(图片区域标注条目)

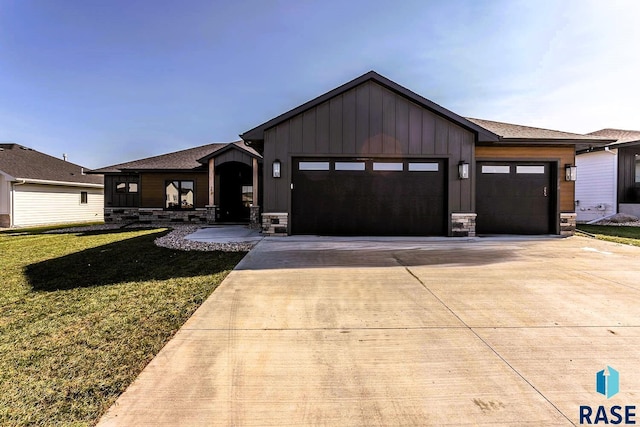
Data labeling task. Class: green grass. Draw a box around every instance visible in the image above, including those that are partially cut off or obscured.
[0,221,104,234]
[577,224,640,246]
[0,229,244,426]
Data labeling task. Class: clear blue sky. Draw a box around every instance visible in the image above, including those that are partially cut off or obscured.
[0,0,640,168]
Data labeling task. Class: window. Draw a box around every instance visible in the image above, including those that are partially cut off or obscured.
[116,181,138,193]
[298,162,329,171]
[336,162,364,171]
[482,165,511,173]
[516,165,544,174]
[165,181,195,209]
[373,163,402,171]
[409,163,438,172]
[242,185,253,208]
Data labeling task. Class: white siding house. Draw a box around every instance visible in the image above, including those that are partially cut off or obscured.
[0,144,104,227]
[576,149,618,222]
[13,184,104,227]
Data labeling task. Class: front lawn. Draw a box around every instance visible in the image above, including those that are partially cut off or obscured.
[577,224,640,246]
[0,229,244,426]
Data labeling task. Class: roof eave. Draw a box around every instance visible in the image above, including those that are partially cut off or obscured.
[240,71,500,142]
[13,178,104,188]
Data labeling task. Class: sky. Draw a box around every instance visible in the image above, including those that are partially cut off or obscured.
[0,0,640,168]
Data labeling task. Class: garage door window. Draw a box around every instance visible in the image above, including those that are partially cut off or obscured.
[516,165,544,174]
[298,162,329,171]
[482,165,511,173]
[336,162,364,171]
[409,163,438,172]
[373,162,403,171]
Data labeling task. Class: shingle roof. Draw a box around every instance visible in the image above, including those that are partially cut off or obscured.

任务要求
数一数上面的行里有几行含有字符串"roof"，大小写要区分。只写出数字。

练习答案
2